Intrinsic derivative of constant vector field along a curve

[harmyder]

Homework Statement

Suppose that $T_i$ is the contravariant component of a vector field $\mathbf{T}$ that is constant along the trajectory $\gamma.$ Show that intrinsic derivative is $0.$

Homework Equations

$$\frac{\delta T_i}{\delta t} = \frac{dT^i}{dt}+V^j\Gamma^i_{jk}T^k$$

The Attempt at a Solution

$$\begin{align}\mathbf{T} = T^i \mathbb{Z}_i\\T^i = \frac{d\mathbf{T}}{dZ_i}\label{ti}\end{align}$$
But from $\ref{ti}$ i see that $T_i=0.$ Probably, $\ref{ti}$ is wrong.

Another attempt:)
$$\begin{align}
\mathbf{T} &= T^i \mathbb{Z}_i\\
\mathbf{T}\cdot\mathbb{Z}^i &= T^i\\
\frac{dT^i}{dt}&= \frac{d\mathbf{T}}{dt}\mathbb{Z}^i + \mathbf{T}\frac{\partial\mathbb{Z}^i}{\partial Z^j}\frac{dZ^j}{dt}\\
&=-\mathbf{T}\Gamma^i_{jk}\mathbb{Z}^k\frac{dZ^j}{dt}\\
&=-\mathbf{T}\mathbb{Z}^k\Gamma^i_{jk} V^j\\
&=-T^k\Gamma^i_{jk}V^j
\end{align}$$

OMH, looks like i have solved it while writing it here. Just need a confirmation.

 

[lippyka]

So, $$\frac{\delta T_i}{\delta t} = \frac{dT^i}{dt}+V^j\Gamma^i_{jk}T^k=-T^k\Gamma^i_{jk}V^j+V^j\Gamma^i_{jk}T^k=0$$

SHORT EXERCISE 1
In the forum thread, what value must the intrinsic derivative be shown to have?
SHORT EXERCISE 2
Copy the forum thread word for word from "Homework Equations" to "Another attempt:)".

INFORMATION SUPPLIED
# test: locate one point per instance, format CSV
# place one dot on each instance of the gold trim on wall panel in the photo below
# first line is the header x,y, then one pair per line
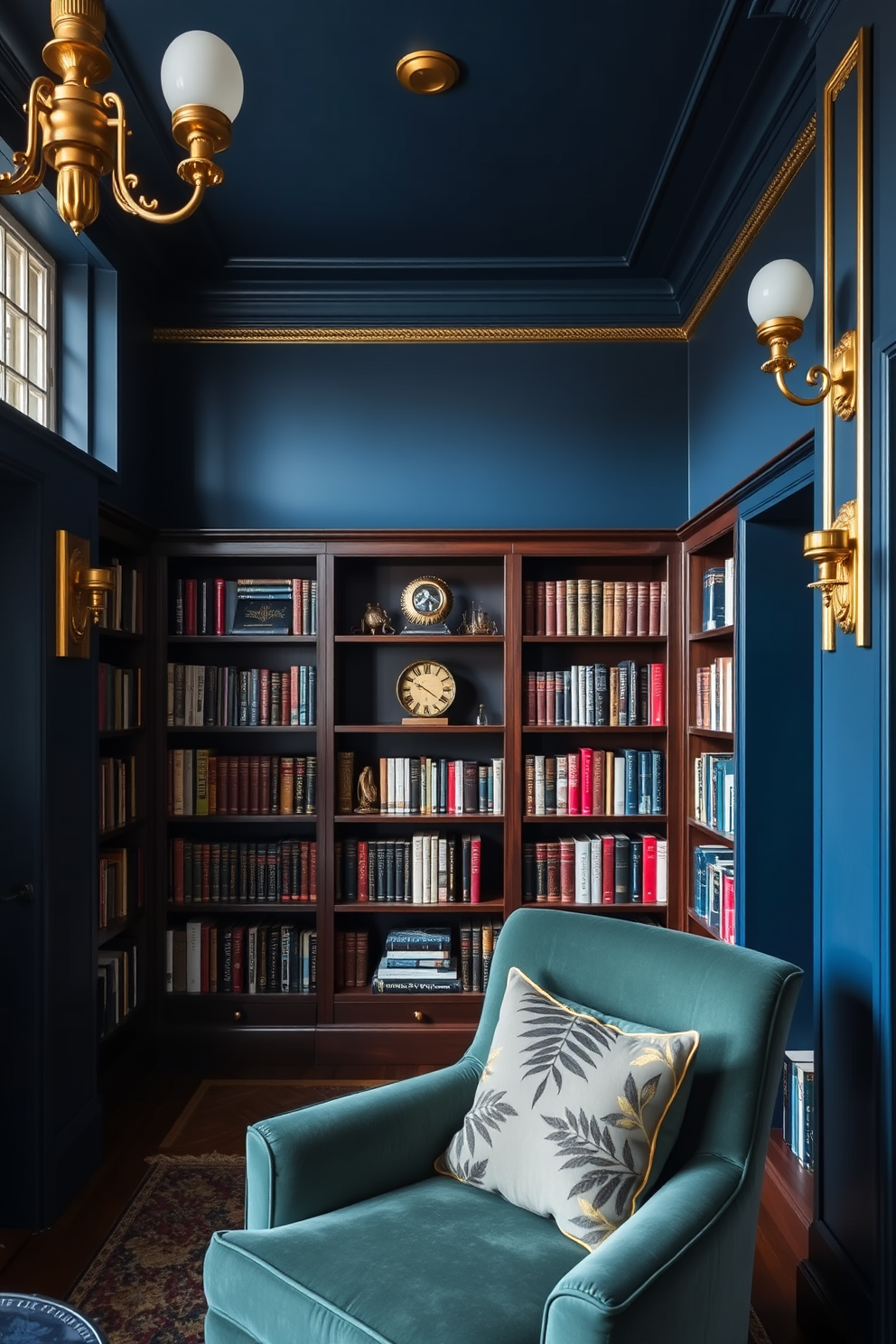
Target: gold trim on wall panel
x,y
403,335
518,335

CORRECT RESPONSE 1
It must be shown to be 0.

CORRECT RESPONSE 2
Homework Equations

$$\frac{\delta T_i}{\delta t} = \frac{dT^i}{dt}+V^j\Gamma^i_{jk}T^k$$

The Attempt at a Solution

$$\begin{align}\mathbf{T} = T^i \mathbb{Z}_i\\T^i = \frac{d\mathbf{T}}{dZ_i}\label{ti}\end{align}$$
But from $\ref{ti}$ i see that $T_i=0.$ Probably, $\ref{ti}$ is wrong.

Another attempt:)